### Supplied data

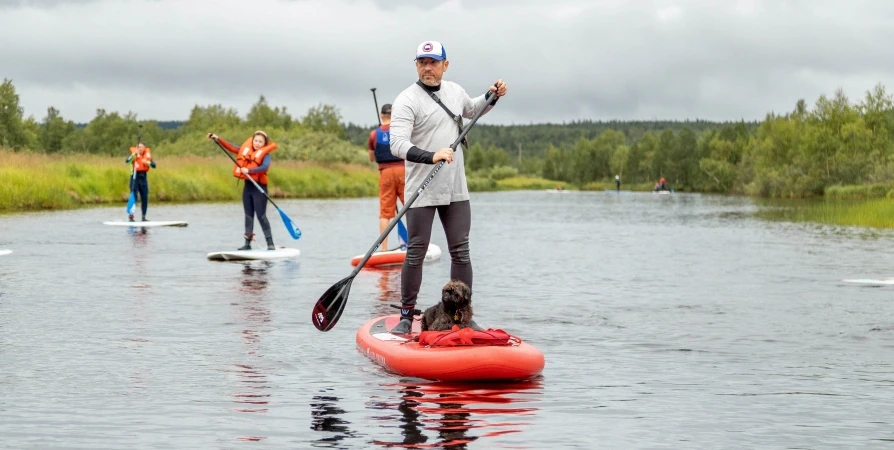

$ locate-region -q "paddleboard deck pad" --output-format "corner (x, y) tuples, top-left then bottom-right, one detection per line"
(103, 220), (187, 227)
(351, 244), (441, 268)
(208, 247), (301, 261)
(357, 315), (545, 381)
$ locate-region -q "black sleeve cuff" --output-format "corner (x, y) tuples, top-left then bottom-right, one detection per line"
(484, 91), (500, 106)
(407, 145), (435, 164)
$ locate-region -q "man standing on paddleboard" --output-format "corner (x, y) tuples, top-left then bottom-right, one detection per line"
(391, 41), (506, 334)
(367, 103), (406, 251)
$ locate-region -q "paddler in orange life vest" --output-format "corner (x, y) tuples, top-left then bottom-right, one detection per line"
(367, 103), (406, 251)
(125, 142), (155, 222)
(208, 131), (277, 250)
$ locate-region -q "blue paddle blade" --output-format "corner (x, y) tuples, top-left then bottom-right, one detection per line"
(127, 192), (137, 214)
(276, 208), (301, 239)
(397, 216), (410, 248)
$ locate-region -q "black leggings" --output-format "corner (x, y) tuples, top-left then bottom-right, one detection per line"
(242, 181), (271, 238)
(400, 200), (472, 308)
(130, 172), (149, 217)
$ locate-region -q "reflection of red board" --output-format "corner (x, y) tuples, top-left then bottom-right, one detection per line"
(351, 244), (441, 267)
(357, 315), (545, 381)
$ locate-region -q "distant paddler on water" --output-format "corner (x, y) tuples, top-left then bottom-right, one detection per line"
(208, 130), (301, 250)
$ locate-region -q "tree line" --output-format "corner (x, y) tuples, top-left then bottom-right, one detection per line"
(0, 80), (894, 197)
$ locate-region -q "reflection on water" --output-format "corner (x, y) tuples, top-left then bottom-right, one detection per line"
(368, 378), (542, 449)
(369, 267), (401, 317)
(310, 388), (355, 448)
(127, 227), (149, 248)
(233, 261), (272, 430)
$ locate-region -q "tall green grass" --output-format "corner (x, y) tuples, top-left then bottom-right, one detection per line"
(823, 184), (894, 199)
(0, 151), (378, 211)
(0, 150), (580, 212)
(758, 199), (894, 228)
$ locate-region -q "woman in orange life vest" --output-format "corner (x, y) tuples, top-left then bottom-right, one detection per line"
(125, 142), (155, 222)
(208, 131), (277, 250)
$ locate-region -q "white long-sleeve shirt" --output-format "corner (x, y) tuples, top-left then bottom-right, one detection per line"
(391, 81), (488, 208)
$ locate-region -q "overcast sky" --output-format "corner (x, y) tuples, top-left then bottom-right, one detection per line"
(0, 0), (894, 124)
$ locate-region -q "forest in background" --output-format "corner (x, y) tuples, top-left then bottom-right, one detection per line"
(0, 80), (894, 197)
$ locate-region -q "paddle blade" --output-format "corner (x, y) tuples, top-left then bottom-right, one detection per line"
(311, 276), (354, 331)
(397, 220), (410, 248)
(127, 191), (137, 214)
(276, 208), (301, 239)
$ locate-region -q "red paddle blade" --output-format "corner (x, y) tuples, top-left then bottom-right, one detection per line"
(310, 276), (354, 331)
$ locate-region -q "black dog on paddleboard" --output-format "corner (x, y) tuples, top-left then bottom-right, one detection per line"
(422, 280), (476, 331)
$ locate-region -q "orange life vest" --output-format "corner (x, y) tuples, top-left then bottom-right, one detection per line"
(233, 136), (277, 184)
(130, 147), (152, 172)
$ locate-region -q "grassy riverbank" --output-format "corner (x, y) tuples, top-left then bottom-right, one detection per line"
(758, 198), (894, 228)
(0, 151), (556, 212)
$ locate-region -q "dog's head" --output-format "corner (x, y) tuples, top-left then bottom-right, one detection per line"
(441, 280), (472, 322)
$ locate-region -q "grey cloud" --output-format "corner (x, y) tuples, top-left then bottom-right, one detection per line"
(0, 0), (894, 123)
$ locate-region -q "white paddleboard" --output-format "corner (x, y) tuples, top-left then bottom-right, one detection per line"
(208, 247), (301, 261)
(841, 278), (894, 286)
(103, 220), (187, 227)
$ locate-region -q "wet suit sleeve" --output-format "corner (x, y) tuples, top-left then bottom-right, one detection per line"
(462, 86), (500, 119)
(407, 145), (435, 164)
(248, 154), (271, 173)
(217, 136), (239, 153)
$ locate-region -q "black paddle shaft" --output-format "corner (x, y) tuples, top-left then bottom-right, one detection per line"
(349, 92), (497, 278)
(214, 139), (288, 209)
(369, 88), (382, 126)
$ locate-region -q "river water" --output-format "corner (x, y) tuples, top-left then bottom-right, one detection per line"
(0, 192), (894, 449)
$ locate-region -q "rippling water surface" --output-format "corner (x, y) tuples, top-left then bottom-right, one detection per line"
(0, 192), (894, 449)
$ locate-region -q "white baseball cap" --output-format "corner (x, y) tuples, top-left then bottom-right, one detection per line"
(416, 41), (447, 61)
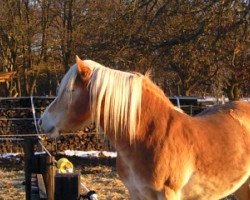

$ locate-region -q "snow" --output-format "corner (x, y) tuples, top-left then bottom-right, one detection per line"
(0, 153), (20, 159)
(60, 150), (117, 158)
(0, 150), (117, 159)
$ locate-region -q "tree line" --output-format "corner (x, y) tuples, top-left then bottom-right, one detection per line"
(0, 0), (250, 100)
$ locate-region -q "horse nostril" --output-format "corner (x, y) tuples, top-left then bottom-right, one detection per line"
(38, 119), (42, 126)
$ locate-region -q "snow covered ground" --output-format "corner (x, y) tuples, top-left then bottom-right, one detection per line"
(0, 150), (117, 159)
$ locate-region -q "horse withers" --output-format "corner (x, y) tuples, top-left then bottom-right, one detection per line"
(39, 57), (250, 200)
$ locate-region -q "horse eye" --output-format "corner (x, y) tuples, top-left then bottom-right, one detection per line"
(56, 86), (59, 96)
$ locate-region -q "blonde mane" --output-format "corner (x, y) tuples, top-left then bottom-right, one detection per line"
(89, 61), (143, 142)
(58, 60), (144, 142)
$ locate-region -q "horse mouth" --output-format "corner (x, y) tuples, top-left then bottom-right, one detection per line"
(42, 126), (59, 139)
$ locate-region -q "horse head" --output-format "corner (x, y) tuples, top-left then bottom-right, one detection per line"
(38, 56), (92, 138)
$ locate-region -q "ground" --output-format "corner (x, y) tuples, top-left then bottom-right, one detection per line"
(0, 156), (128, 200)
(0, 158), (234, 200)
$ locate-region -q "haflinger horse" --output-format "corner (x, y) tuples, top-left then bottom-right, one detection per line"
(39, 57), (250, 200)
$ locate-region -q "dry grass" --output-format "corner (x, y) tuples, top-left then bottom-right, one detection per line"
(0, 162), (129, 200)
(0, 169), (25, 200)
(0, 158), (234, 200)
(81, 166), (129, 200)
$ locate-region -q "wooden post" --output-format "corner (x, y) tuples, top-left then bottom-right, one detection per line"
(44, 156), (56, 200)
(55, 173), (80, 200)
(23, 137), (37, 200)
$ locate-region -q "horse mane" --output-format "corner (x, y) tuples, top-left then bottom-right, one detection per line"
(89, 62), (144, 143)
(58, 60), (144, 142)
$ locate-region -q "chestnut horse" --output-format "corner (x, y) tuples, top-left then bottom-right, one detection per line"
(39, 57), (250, 200)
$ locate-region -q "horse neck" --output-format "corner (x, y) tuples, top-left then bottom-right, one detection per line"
(101, 78), (175, 149)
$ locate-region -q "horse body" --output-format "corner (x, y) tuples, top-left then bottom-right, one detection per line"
(114, 80), (250, 200)
(39, 59), (250, 200)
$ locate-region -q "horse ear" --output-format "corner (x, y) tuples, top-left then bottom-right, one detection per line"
(76, 56), (91, 80)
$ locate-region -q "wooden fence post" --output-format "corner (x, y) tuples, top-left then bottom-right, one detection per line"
(55, 173), (80, 200)
(23, 137), (37, 200)
(44, 156), (56, 200)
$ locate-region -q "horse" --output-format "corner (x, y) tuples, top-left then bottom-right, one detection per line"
(38, 57), (250, 200)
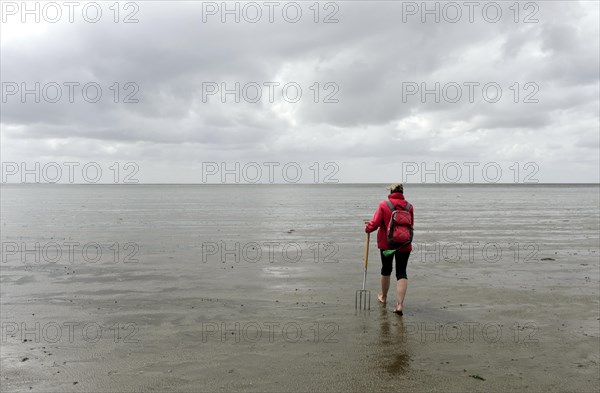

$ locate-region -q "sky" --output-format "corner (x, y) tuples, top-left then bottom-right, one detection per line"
(0, 1), (600, 184)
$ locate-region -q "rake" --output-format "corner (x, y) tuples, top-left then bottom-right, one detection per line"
(354, 233), (371, 310)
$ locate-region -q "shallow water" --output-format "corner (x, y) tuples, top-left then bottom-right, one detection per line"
(0, 185), (600, 391)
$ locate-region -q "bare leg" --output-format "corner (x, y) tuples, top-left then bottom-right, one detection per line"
(377, 276), (390, 304)
(394, 278), (408, 312)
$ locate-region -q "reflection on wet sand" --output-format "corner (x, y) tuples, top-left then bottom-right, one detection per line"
(375, 307), (410, 375)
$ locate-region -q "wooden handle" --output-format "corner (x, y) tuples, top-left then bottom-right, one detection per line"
(365, 233), (371, 270)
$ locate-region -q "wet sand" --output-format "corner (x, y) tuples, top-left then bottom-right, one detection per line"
(0, 185), (600, 392)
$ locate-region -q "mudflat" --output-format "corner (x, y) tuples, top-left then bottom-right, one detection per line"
(0, 185), (600, 392)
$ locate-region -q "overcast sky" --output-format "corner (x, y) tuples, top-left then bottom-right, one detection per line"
(0, 1), (600, 183)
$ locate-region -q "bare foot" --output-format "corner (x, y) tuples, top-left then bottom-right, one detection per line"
(394, 304), (403, 316)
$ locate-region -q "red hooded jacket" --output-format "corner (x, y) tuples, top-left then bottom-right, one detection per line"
(365, 192), (415, 252)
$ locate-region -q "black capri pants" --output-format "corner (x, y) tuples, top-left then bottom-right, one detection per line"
(379, 250), (410, 280)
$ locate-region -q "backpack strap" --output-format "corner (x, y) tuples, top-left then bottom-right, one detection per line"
(385, 199), (396, 212)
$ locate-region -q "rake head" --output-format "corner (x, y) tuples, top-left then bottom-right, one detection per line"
(354, 289), (371, 310)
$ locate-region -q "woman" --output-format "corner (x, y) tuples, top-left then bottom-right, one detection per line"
(365, 184), (415, 315)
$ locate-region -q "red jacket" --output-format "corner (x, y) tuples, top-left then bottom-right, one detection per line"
(365, 192), (415, 251)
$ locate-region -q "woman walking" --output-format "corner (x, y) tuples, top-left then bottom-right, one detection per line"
(365, 184), (415, 315)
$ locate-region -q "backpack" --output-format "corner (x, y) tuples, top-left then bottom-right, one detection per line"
(386, 200), (413, 249)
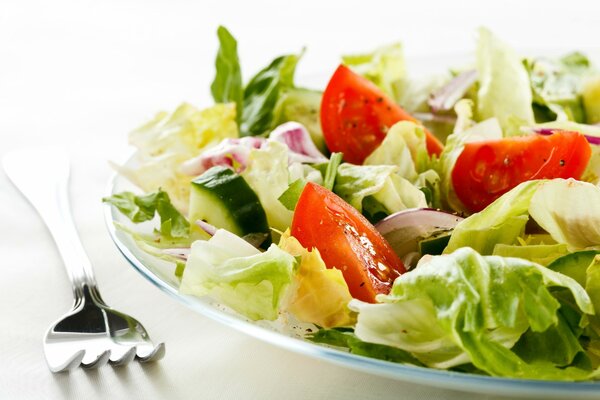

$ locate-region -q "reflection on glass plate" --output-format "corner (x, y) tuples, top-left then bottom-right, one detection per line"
(105, 170), (600, 399)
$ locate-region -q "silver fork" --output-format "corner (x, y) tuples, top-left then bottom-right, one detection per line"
(3, 147), (165, 372)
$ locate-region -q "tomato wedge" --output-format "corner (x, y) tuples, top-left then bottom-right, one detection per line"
(292, 182), (405, 303)
(452, 131), (591, 212)
(321, 65), (444, 164)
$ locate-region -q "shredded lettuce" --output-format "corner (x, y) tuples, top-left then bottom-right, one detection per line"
(179, 229), (296, 321)
(242, 141), (293, 232)
(351, 248), (594, 380)
(240, 54), (301, 136)
(342, 43), (406, 102)
(271, 87), (327, 153)
(444, 179), (600, 254)
(525, 53), (591, 122)
(477, 28), (534, 136)
(333, 164), (427, 219)
(279, 231), (356, 328)
(444, 181), (540, 255)
(529, 179), (600, 251)
(210, 26), (244, 124)
(115, 104), (238, 212)
(102, 190), (190, 242)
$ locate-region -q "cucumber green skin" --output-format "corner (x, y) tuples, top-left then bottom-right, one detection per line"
(548, 250), (600, 287)
(419, 231), (452, 256)
(189, 166), (271, 245)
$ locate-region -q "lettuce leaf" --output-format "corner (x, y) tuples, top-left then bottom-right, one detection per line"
(210, 26), (244, 124)
(242, 141), (293, 232)
(279, 231), (356, 328)
(240, 54), (301, 136)
(271, 87), (327, 154)
(444, 181), (540, 255)
(529, 179), (600, 251)
(102, 189), (190, 240)
(525, 53), (591, 122)
(492, 243), (569, 266)
(115, 103), (238, 213)
(333, 164), (427, 219)
(179, 229), (296, 320)
(477, 28), (534, 136)
(435, 99), (502, 212)
(351, 248), (594, 380)
(342, 43), (406, 102)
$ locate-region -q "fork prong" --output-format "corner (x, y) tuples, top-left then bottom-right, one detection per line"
(109, 347), (135, 366)
(81, 350), (110, 368)
(137, 343), (166, 363)
(46, 350), (85, 372)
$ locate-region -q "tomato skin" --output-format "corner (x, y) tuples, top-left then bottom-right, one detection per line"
(321, 65), (444, 164)
(452, 131), (591, 212)
(291, 182), (405, 303)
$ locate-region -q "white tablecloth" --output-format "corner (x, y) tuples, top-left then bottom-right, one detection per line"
(0, 0), (600, 399)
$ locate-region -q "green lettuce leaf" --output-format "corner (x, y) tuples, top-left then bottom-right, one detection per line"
(351, 248), (594, 380)
(114, 104), (238, 213)
(364, 121), (441, 208)
(333, 164), (427, 219)
(271, 87), (327, 154)
(492, 243), (569, 265)
(525, 53), (590, 122)
(102, 189), (190, 240)
(241, 141), (295, 232)
(529, 179), (600, 251)
(342, 43), (406, 102)
(444, 181), (540, 255)
(444, 179), (600, 254)
(581, 74), (600, 124)
(477, 28), (534, 136)
(179, 229), (296, 320)
(240, 54), (300, 136)
(210, 26), (244, 124)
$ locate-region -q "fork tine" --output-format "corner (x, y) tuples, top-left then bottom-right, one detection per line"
(109, 347), (135, 366)
(81, 350), (110, 369)
(46, 350), (85, 372)
(137, 343), (166, 363)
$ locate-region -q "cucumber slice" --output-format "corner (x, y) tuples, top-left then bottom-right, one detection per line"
(189, 166), (271, 245)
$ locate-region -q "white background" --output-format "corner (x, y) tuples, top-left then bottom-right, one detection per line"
(0, 0), (600, 399)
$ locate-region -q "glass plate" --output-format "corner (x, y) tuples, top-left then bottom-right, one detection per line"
(105, 49), (600, 399)
(105, 168), (600, 399)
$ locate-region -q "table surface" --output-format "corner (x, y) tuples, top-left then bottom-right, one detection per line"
(0, 0), (600, 400)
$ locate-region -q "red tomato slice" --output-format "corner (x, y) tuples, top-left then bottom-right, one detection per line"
(292, 182), (405, 303)
(452, 131), (591, 212)
(321, 65), (444, 164)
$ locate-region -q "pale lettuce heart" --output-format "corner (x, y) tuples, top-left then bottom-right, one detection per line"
(179, 229), (296, 320)
(477, 28), (534, 136)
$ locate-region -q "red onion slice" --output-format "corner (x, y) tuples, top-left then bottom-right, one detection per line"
(532, 128), (600, 145)
(375, 208), (463, 267)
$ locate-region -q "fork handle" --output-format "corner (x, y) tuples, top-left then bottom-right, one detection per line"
(3, 148), (97, 302)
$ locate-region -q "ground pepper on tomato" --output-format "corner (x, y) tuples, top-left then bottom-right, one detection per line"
(321, 65), (444, 164)
(452, 131), (591, 212)
(291, 182), (405, 303)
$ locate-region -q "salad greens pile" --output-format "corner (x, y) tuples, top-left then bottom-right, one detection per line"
(104, 27), (600, 380)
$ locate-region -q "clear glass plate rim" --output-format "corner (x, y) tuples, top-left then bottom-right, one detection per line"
(104, 174), (600, 397)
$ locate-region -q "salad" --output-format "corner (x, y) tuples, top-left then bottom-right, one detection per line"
(104, 27), (600, 381)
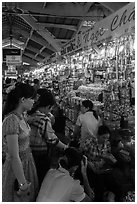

### Required work
Please return every line of the material that contains the word "wooden".

### Solution below
$ locate-region -q "wooden post" --output-format "corner (x, y) tuples, top-left then bottom-right, one detection per line"
$ locate-region -q "wooden fence post" --output-format "corner (x, y) tuples, top-left then bottom-right, one detection per line"
$ locate-region -q "wooden handle" --output-format "corner (x, y) tuples, top-left then bottom-right, one detection per line"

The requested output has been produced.